---- MATERIAL PROVIDED

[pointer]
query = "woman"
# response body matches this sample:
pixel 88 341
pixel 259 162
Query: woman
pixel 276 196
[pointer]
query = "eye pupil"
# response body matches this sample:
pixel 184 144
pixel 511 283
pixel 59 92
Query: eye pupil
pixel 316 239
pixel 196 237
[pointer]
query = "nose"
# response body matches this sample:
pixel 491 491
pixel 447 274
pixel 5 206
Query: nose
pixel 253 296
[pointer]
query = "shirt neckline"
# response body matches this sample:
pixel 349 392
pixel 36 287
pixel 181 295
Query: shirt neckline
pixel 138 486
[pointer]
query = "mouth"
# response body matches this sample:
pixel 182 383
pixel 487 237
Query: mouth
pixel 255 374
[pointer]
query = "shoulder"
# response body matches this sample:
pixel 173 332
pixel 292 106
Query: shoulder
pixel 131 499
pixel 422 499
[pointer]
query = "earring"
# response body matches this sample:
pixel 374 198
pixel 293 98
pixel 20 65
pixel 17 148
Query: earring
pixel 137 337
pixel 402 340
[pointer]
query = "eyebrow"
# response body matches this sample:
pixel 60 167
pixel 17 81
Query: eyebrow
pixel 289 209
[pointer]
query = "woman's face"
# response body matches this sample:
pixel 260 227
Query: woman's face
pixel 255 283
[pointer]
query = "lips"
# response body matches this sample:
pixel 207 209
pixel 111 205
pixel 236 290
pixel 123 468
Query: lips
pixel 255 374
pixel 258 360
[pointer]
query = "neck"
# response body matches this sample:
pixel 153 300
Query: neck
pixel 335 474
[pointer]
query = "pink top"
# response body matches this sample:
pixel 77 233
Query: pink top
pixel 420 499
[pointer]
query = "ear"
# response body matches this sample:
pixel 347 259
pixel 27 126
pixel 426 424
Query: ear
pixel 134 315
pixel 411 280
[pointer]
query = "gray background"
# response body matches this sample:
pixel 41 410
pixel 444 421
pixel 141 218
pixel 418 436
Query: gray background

--------

Find every line in the material above that contains the word "shirt", and copy each of those lines in full.

query = "shirt neckline"
Query: shirt neckline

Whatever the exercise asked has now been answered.